Outline entries
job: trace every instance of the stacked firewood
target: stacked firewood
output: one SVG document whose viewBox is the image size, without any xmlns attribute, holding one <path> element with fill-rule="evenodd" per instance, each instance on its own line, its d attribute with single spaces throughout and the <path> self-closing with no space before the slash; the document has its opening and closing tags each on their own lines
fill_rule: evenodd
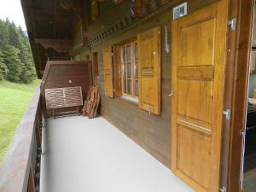
<svg viewBox="0 0 256 192">
<path fill-rule="evenodd" d="M 86 100 L 84 101 L 84 104 L 82 108 L 83 116 L 87 116 L 88 118 L 96 117 L 99 104 L 100 92 L 98 87 L 90 86 Z"/>
</svg>

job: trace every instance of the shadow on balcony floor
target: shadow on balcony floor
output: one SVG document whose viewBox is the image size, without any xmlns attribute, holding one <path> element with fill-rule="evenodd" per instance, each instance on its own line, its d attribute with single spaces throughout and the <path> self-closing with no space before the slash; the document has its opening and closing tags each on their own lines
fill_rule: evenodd
<svg viewBox="0 0 256 192">
<path fill-rule="evenodd" d="M 193 191 L 103 118 L 49 119 L 41 192 Z"/>
</svg>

* [Given exercise]
Put every line of the entries above into a Markdown table with the columns Row and Line, numbering the rows and skipping blank lines. Leave the pictures out.

* [Exercise output]
| Row | Line |
|---|---|
| 1 | job: trace every instance of the stacked firewood |
| 2 | target: stacked firewood |
| 3 | output: one SVG document whose viewBox is the image size, without any xmlns attribute, holding one <path> element with fill-rule="evenodd" per instance, each instance on its own line, its d attribute with single spaces throughout and the <path> self-closing with no space before the slash; the document has its opening and closing tags each on their own lines |
| 4 | fill_rule: evenodd |
| 5 | <svg viewBox="0 0 256 192"> |
| 6 | <path fill-rule="evenodd" d="M 86 100 L 84 101 L 84 104 L 82 108 L 83 116 L 87 116 L 88 118 L 96 117 L 99 104 L 100 92 L 98 87 L 90 86 Z"/> |
| 7 | </svg> |
| 8 | job: trace every instance of the shadow on balcony floor |
| 9 | target: shadow on balcony floor |
| 10 | output: one SVG document whose viewBox is the image size, without any xmlns attribute, holding one <path> element with fill-rule="evenodd" per instance, each instance on its own line, its d attribute with single spaces throughout and the <path> self-closing with no space before the slash; the document has its opening and closing tags each on their own lines |
| 11 | fill_rule: evenodd |
| 12 | <svg viewBox="0 0 256 192"> |
| 13 | <path fill-rule="evenodd" d="M 193 191 L 103 118 L 49 119 L 41 192 Z"/> |
| 14 | </svg> |